Materials provided ->
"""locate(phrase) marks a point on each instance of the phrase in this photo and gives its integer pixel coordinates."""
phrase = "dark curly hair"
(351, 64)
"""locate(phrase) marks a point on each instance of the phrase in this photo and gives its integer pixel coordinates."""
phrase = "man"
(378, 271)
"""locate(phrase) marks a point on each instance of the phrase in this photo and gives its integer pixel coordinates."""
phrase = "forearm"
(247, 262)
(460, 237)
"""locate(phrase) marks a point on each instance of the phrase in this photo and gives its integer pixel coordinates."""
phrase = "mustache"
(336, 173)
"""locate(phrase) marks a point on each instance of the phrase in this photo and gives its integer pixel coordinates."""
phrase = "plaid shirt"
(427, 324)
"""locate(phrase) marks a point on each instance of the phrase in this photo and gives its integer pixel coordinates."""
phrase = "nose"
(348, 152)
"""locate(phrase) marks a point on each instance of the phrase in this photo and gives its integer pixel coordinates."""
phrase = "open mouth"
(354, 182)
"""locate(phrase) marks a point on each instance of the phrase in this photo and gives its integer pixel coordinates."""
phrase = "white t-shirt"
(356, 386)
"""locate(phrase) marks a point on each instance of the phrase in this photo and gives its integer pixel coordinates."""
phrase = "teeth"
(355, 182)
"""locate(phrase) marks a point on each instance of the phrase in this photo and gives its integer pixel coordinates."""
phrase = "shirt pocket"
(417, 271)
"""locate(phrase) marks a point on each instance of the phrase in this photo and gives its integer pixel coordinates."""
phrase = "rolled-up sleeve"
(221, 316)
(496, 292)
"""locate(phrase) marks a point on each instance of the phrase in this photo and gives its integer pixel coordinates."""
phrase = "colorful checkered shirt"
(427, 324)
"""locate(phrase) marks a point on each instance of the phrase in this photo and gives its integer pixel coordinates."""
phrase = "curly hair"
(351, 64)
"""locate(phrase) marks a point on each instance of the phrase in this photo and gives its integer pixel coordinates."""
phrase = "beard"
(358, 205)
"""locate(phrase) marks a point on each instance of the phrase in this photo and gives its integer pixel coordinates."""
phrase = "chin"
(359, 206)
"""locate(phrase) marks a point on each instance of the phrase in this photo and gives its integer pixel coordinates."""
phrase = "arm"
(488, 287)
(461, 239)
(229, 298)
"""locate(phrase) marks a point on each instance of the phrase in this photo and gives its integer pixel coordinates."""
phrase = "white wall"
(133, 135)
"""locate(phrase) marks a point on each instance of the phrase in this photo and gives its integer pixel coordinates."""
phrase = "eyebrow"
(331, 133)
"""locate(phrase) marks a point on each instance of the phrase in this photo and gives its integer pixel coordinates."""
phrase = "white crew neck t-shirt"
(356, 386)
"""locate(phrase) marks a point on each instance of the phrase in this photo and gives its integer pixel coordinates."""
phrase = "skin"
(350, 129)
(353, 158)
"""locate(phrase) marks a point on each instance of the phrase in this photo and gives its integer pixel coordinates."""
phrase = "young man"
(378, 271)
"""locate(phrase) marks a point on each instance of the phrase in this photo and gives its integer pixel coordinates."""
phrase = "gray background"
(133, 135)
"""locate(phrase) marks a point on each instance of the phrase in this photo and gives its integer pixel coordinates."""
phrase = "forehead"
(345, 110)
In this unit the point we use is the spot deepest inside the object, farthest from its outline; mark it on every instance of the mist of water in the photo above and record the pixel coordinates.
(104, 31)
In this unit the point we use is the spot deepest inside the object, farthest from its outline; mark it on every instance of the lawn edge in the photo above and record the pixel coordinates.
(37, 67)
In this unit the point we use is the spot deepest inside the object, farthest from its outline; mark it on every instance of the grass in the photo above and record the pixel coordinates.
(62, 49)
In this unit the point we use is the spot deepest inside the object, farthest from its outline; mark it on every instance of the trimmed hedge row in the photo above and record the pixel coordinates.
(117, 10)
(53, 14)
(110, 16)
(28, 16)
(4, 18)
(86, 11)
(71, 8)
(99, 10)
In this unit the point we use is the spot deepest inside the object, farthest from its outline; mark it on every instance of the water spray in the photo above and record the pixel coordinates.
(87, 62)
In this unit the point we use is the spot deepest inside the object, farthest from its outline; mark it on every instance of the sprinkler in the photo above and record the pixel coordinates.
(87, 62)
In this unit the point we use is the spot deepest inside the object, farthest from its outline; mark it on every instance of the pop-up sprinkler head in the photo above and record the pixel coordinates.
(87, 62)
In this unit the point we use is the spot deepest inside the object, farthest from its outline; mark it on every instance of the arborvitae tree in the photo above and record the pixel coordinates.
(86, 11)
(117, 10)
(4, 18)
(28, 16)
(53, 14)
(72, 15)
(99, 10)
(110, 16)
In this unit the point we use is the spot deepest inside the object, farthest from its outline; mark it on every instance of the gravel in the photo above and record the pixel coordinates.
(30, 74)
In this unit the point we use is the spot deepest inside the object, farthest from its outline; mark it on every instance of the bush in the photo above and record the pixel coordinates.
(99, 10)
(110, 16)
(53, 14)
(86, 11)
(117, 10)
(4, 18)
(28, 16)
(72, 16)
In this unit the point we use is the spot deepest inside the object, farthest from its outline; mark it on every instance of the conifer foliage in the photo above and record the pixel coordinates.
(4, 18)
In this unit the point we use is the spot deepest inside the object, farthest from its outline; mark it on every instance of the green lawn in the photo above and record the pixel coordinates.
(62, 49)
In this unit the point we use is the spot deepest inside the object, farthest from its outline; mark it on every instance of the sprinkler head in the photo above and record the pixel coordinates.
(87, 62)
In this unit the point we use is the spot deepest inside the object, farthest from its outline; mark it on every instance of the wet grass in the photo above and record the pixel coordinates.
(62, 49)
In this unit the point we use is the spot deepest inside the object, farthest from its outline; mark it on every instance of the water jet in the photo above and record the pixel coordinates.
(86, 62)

What to do ->
Please copy the material above without changing a single word.

Result for this task ->
"""locate(phrase) marks a point on each instance of the phrase in this photo and gives its integer pixel coordinates."""
phrase = "dark curly hair"
(351, 64)
"""locate(phrase) marks a point on each instance of the phrase in this photo and gives its integer pixel coordinates."""
phrase = "man"
(378, 271)
"""locate(phrase) marks a point on each instance of the phrase in this photo and gives its integer pixel coordinates."""
phrase = "forearm"
(247, 262)
(460, 237)
"""locate(phrase) marks a point on each instance of the phrase in this photo and gives its integer pixel coordinates."""
phrase = "mustache"
(336, 173)
"""locate(phrase) marks a point on each instance of the phrase in this photo and gives its integer pixel coordinates."""
phrase = "plaid shirt"
(427, 324)
"""locate(phrase) marks a point on each instance of the phrase in this photo and gives its integer pixel coordinates."""
phrase = "nose"
(348, 152)
"""locate(phrase) marks a point on each instance of the phrase in this photo and gives its integer pixel coordinates."""
phrase = "open mouth"
(354, 182)
"""locate(phrase) marks a point on each instance of the phrase in this photo and gives its integer pixel coordinates."""
phrase = "white t-shirt"
(356, 386)
"""locate(phrase) marks a point on each instance of the phrase in this photo and gives its integer pixel coordinates."""
phrase = "teeth"
(355, 182)
"""locate(phrase) marks a point on each instance of the phrase in this photo and gives its integer pixel coordinates."""
phrase = "shirt pocket"
(417, 271)
"""locate(phrase) marks a point on each instance of the phrase in this photo and gives its integer pixel coordinates."""
phrase = "rolled-up sleeve"
(221, 316)
(496, 292)
"""locate(phrase) marks a point on each instance of the phrase in this photo and gives its integer pixel coordinates."""
phrase = "colorful checkered shirt"
(427, 324)
"""locate(phrase) marks a point on each instance of the phrase in this photo and gives its integer pixel coordinates."""
phrase = "curly hair"
(351, 64)
"""locate(phrase) marks a point on each instance of the phrase in this photo and gives its integer pixel coordinates."""
phrase = "beard"
(358, 205)
"""locate(phrase) marks a point on each instance of the phrase in this photo and gives its integer pixel coordinates."""
phrase = "chin"
(359, 206)
"""locate(phrase) marks a point on each instance of the phrase in this photo and gives its integer pixel coordinates."""
phrase = "arm"
(488, 287)
(461, 239)
(229, 298)
"""locate(phrase) marks a point on each instance of the phrase in this photo and gives its integer pixel coordinates."""
phrase = "white wall"
(133, 135)
"""locate(phrase) marks a point on each instance of the phrase in this photo and gives its integer pixel coordinates."""
phrase = "eyebrow"
(331, 133)
"""locate(phrase) marks a point on each instance of the phrase in this photo and gives its integer pixel coordinates."""
phrase = "white crew neck t-shirt"
(356, 386)
"""locate(phrase) marks a point on each instance of the phrase in this photo and gives its integer pixel coordinates."""
phrase = "skin"
(350, 129)
(353, 158)
"""locate(phrase) marks a point on each instance of the phrase in this photo and gives its integer pixel coordinates."""
phrase = "young man"
(378, 271)
"""locate(phrase) marks a point on each instance of the phrase in this photo and gives its integer pixel coordinates."""
phrase = "gray background"
(133, 135)
"""locate(phrase) marks a point on each instance of the phrase in this photo and gives its integer pixel coordinates."""
phrase = "forehead"
(345, 110)
In this unit the point we use is the spot deepest inside the object, farthest from its outline; mark it on every instance of the mist of water in the photo above and record the pixel coordinates.
(104, 31)
In this unit the point we use is the spot deepest inside the object, farthest from its outline; mark it on every instance of the lawn edge in the photo above and record the pixel coordinates.
(37, 67)
In this unit the point we use is the spot deepest inside the object, farthest from its outline; mark it on every instance of the grass in the photo above and record the pixel coordinates.
(62, 49)
In this unit the point we use is the spot deepest inside the object, farthest from its outline; mark it on every instance of the trimmed hedge row in the photo above and record the pixel coordinates.
(117, 10)
(53, 14)
(110, 16)
(28, 16)
(4, 18)
(86, 11)
(71, 8)
(99, 10)
In this unit the point we use is the spot deepest inside the object, farthest from its outline; mark it on every instance of the water spray in the photo above and record the pixel coordinates.
(87, 62)
In this unit the point we use is the spot deepest inside the object, farthest from its outline; mark it on every instance of the sprinkler in the photo above and record the pixel coordinates.
(87, 62)
In this unit the point we use is the spot deepest inside the object, farthest from its outline; mark it on every instance of the pop-up sprinkler head in the photo above and record the pixel coordinates.
(87, 62)
In this unit the point we use is the spot deepest inside the object, farthest from its outline; mark it on every instance of the arborvitae tree in the photo above and record the pixel coordinates.
(86, 11)
(117, 10)
(4, 18)
(28, 16)
(53, 14)
(72, 15)
(99, 10)
(110, 16)
In this unit the point we use is the spot deepest inside the object, farthest from its outline; mark it on every instance of the gravel in the photo above and record the pixel coordinates.
(30, 74)
In this unit the point we use is the spot deepest inside the object, farthest from its outline; mark it on every instance of the bush in the photo above and record the pixel coordinates.
(99, 10)
(110, 16)
(53, 14)
(86, 11)
(117, 10)
(4, 18)
(28, 16)
(72, 16)
In this unit the point we use is the spot deepest inside the object, farthest from its outline; mark it on every instance of the conifer foliage in the photo above and record the pixel coordinates.
(4, 18)
In this unit the point we use is the spot deepest inside the object, farthest from its outline; mark it on every instance of the green lawn in the photo above and record the pixel coordinates.
(62, 49)
In this unit the point we use is the spot deepest inside the object, farthest from its outline; mark it on every instance of the sprinkler head in the photo above and record the pixel coordinates.
(87, 62)
In this unit the point we use is the spot deepest inside the object, farthest from its outline; mark it on every instance of the wet grass in the photo above and record the pixel coordinates.
(62, 49)
In this unit the point we use is the spot deepest inside the object, farthest from its outline; mark it on every instance of the water jet in the photo above and record the pixel coordinates.
(86, 62)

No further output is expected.